## start DATA RECORDS
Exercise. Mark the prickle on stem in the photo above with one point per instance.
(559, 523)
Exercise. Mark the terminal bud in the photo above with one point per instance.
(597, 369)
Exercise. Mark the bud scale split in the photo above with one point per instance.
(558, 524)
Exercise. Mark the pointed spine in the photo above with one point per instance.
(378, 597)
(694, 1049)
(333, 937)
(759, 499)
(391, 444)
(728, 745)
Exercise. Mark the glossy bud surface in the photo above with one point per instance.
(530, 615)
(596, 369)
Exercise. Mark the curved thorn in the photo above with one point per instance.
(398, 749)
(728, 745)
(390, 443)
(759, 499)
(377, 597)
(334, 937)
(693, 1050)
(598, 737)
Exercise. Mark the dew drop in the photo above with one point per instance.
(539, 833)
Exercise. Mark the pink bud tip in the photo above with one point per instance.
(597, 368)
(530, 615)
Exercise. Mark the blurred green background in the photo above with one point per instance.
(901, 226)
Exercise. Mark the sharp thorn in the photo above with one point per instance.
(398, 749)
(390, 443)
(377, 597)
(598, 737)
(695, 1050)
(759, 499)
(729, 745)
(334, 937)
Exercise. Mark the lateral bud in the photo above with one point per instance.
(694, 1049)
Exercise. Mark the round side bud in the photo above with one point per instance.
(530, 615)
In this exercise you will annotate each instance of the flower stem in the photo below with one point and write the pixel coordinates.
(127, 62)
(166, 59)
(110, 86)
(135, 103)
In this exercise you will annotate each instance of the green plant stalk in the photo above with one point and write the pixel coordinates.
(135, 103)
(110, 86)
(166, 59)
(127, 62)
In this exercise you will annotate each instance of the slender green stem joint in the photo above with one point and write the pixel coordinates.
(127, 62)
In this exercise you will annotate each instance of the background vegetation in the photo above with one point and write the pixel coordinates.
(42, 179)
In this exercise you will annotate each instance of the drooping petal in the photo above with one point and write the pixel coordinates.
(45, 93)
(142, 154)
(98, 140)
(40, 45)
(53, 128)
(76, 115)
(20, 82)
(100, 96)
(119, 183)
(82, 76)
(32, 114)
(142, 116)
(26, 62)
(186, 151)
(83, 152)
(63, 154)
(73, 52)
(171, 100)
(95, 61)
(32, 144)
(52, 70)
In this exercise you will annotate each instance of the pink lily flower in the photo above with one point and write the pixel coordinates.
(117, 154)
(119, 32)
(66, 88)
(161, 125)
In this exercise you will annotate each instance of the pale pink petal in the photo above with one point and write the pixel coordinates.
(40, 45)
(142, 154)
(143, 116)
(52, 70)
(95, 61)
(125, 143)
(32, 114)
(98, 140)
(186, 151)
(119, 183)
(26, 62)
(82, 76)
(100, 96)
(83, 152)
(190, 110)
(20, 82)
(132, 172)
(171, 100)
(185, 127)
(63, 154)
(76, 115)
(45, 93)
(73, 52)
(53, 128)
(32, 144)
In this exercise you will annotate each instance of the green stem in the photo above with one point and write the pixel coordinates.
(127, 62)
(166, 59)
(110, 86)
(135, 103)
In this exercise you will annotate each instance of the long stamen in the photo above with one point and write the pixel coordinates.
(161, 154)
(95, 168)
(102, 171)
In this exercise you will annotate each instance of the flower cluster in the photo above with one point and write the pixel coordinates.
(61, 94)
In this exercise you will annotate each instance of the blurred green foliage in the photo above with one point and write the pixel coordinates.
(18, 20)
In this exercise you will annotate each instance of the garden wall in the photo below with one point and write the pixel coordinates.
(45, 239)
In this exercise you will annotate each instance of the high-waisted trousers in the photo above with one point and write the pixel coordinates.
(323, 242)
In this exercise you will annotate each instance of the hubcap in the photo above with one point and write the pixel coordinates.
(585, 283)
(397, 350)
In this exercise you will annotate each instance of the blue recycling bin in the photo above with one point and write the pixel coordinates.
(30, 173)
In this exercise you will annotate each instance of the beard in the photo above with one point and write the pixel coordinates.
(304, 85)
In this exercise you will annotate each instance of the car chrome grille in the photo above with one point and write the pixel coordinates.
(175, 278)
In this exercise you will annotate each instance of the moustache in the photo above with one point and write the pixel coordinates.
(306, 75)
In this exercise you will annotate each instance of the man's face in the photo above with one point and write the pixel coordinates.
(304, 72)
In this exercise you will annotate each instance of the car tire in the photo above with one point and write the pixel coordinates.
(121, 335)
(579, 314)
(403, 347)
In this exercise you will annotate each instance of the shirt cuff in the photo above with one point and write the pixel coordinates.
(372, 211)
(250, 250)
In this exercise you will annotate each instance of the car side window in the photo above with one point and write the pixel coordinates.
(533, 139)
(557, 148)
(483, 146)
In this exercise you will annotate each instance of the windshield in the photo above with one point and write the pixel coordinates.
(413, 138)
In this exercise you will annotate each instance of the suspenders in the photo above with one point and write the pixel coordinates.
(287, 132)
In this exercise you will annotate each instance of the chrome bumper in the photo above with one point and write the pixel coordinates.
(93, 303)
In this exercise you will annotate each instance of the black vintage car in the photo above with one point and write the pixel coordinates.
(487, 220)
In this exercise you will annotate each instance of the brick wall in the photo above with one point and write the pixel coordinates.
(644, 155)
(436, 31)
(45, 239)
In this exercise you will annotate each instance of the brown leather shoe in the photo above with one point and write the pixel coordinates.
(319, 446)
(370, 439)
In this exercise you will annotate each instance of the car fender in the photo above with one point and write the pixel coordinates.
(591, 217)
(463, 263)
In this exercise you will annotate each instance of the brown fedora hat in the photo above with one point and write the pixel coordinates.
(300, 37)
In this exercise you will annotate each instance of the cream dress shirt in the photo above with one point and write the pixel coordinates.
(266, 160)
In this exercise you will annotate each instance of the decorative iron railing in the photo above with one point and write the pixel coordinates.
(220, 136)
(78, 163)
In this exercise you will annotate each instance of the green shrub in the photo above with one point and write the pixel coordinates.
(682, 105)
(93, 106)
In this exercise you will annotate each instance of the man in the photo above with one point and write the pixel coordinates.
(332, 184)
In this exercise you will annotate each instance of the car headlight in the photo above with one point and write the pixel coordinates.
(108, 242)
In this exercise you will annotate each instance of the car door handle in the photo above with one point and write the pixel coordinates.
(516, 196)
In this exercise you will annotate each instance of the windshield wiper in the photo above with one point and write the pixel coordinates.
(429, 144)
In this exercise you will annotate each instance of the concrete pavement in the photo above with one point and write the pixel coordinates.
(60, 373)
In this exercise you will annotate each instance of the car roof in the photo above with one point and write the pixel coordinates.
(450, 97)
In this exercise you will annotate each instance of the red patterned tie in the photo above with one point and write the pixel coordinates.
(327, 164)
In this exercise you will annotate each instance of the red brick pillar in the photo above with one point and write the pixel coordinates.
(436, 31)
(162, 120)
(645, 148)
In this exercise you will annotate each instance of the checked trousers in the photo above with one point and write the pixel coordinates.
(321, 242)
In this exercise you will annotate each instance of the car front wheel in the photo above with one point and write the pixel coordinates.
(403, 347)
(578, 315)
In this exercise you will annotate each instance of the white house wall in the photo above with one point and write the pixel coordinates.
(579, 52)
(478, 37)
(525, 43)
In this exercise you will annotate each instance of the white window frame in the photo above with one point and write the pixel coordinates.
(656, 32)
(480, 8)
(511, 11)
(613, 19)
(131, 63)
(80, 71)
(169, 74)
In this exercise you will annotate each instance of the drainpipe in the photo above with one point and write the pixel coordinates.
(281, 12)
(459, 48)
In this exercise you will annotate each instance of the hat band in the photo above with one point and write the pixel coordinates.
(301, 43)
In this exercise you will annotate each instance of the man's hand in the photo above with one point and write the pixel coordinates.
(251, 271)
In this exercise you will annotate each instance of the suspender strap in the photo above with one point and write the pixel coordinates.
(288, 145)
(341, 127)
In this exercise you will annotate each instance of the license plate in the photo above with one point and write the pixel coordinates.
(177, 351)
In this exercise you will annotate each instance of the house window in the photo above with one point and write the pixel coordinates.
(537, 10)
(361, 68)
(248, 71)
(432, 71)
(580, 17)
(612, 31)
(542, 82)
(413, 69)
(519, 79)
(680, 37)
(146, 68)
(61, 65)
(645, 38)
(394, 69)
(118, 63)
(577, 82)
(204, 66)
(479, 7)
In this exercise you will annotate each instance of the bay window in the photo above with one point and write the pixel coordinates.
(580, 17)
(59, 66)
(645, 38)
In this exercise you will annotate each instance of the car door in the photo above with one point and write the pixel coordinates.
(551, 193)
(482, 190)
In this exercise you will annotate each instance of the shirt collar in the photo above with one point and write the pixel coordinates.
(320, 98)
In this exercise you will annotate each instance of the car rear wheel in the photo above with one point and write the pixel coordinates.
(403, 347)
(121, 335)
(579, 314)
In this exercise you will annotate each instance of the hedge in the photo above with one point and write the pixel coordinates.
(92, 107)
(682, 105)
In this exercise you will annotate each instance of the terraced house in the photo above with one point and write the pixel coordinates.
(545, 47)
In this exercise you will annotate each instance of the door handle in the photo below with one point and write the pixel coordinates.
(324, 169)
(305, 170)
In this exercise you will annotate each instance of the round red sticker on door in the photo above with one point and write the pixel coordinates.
## end DATA RECORDS
Extract, exactly, the lines above that begin at the line containing "the suspender strap" and end at the final line of the records; add no other text.

In this exercise you will annotate each instance of the suspender strap in the photo above with one point and write the pixel coordinates.
(288, 145)
(341, 127)
In this exercise you will annotate each instance of the license plate in the photo above with one point and write the pixel coordinates.
(177, 351)
In this exercise you will annotate each instance of the house window in the photo above with one point and write the pixel coordinates.
(537, 10)
(361, 68)
(248, 71)
(432, 71)
(580, 17)
(612, 31)
(542, 82)
(413, 69)
(519, 79)
(680, 37)
(146, 68)
(61, 65)
(645, 38)
(394, 69)
(118, 63)
(577, 82)
(204, 66)
(479, 7)
In this exercise you will annotate each instance of the bay window in the photo above with one point and write the pixel coordinates.
(580, 17)
(59, 66)
(645, 38)
In this exercise you will annotate each instance of the car door in the photo above with one point and write the pixel coordinates.
(551, 193)
(482, 190)
In this exercise you will annotate each instance of the shirt collar in the photo above with one point and write the pixel coordinates.
(320, 98)
In this exercise you will annotate each instance of the car rear wheel in the photo above with one point and write the pixel coordinates.
(403, 347)
(121, 335)
(579, 314)
In this exercise you will annotate each instance of the hedge in the photo above with one point and write the pixel coordinates.
(92, 107)
(682, 105)
In this exercise you will annotate each instance of the terraced house in the photo above with one point and write the pixel coordinates.
(545, 47)
In this exercise you will annotate each instance of the door handle in the photo below with one point and write the pixel coordinates.
(324, 169)
(305, 170)
In this exercise you will annotate each instance of the round red sticker on door in the photo above with one point and write the pixel coordinates.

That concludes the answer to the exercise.